* _To be done_
Copy every line of the records below word for word, keeping the original order and line breaks.

* _Material for the task_
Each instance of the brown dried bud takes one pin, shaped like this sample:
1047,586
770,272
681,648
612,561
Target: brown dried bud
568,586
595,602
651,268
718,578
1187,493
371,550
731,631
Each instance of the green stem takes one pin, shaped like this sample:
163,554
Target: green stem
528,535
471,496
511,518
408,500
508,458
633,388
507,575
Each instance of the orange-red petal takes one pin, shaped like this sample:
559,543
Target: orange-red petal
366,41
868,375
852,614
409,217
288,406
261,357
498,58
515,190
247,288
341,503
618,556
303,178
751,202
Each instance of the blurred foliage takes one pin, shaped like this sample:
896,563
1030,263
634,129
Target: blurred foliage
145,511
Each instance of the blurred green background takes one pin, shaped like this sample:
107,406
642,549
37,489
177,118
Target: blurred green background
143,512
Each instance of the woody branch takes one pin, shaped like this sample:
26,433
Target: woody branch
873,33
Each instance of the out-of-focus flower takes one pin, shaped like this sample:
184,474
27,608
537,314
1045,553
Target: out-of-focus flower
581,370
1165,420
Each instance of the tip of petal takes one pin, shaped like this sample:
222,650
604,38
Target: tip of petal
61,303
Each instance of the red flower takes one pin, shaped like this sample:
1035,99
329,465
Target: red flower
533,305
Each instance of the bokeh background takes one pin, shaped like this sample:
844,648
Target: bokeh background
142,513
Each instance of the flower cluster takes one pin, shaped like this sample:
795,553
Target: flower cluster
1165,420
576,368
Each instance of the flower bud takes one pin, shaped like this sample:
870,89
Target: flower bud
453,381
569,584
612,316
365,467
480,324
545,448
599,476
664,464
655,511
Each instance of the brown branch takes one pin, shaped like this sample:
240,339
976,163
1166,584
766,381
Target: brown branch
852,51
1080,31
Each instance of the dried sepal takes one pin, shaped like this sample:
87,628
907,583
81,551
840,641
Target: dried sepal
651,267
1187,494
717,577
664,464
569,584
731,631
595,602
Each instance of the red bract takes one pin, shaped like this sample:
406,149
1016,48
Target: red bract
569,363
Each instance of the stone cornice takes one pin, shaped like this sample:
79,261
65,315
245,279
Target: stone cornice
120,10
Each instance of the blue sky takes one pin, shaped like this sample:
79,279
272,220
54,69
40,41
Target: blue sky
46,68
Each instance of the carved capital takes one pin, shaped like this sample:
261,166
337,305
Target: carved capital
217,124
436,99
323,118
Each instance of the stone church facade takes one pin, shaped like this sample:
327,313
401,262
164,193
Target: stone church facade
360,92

* _Result of the task_
Each instance of the brown dried bud takes one pin, shaped like this sample:
1047,586
770,272
681,648
612,561
Target: brown dried bud
568,586
595,602
651,268
718,578
1187,493
371,550
731,631
Each instance of the green stem takes one pin, shaped like this sample:
163,554
Target: green stem
528,535
471,496
511,518
408,500
508,458
633,388
507,575
Each instance of the orange-red petal takes one pin, shaped like this sample:
559,543
Target: orange-red petal
366,41
868,375
852,614
409,217
288,406
261,357
498,58
515,190
247,288
341,503
618,556
303,178
751,202
Each instance of the blurred foliage takes one pin, shaped like this sample:
896,563
1030,263
634,129
Target: blurred foliage
145,511
Each instance of the blurred green background takes one pin, shaped like this sample:
107,406
642,549
37,489
177,118
Target: blurred green background
143,512
Each instance of the woody branch takes one pin, shaped like this sample:
26,433
Target: woody branch
873,33
Each instance of the out-of-focus flower takes one pin, shaped like this sample:
184,474
27,608
537,314
1045,553
Target: out-of-focus flower
581,370
1165,420
Each instance of the tip of petal takes one pin, shaped like this sample:
222,650
604,38
Target: tip of petal
61,303
Each instance of the red flower takes one pin, shaped like this sample:
1035,99
329,465
Target: red flower
533,305
Each instance of the bokeh background takes one pin, shaped like this sample:
844,648
Target: bokeh background
142,513
Each instance of the flower cluster takes one pin, shaped like this sample:
795,553
Target: flower cluster
1165,420
576,368
Each instance of the flower bud takes one pin, shaped like this sample:
870,89
Target: flower bud
453,381
569,584
612,316
365,467
480,324
545,448
599,476
664,464
655,511
Each instance of the brown branch takes one pin, shaped like this sample:
240,339
976,163
1166,584
766,381
Target: brown branch
852,51
1080,31
Each instance of the dried sepal takes one pin, shaped like this sample:
87,628
907,583
81,551
840,641
Target: dried sepal
651,267
1187,494
717,577
664,464
569,584
731,631
595,602
Each instance of the red bract takes one pin, shaped like this sample:
406,149
1016,48
Target: red bract
569,363
Each instance of the stone cornice takes one pin, shaped like this sample:
79,261
65,315
245,279
Target: stone cornice
120,10
Each instance of the blue sky takes one pin, shaped like this sample:
79,279
272,220
54,69
40,41
Target: blue sky
46,68
Each instance of the carved capital takes one pin, shaped like this sample:
261,166
337,305
Target: carved capital
217,124
436,99
323,118
Each instance of the stone church facade takes one pin, shaped like this sample:
327,313
401,262
164,193
Target: stone church facade
360,92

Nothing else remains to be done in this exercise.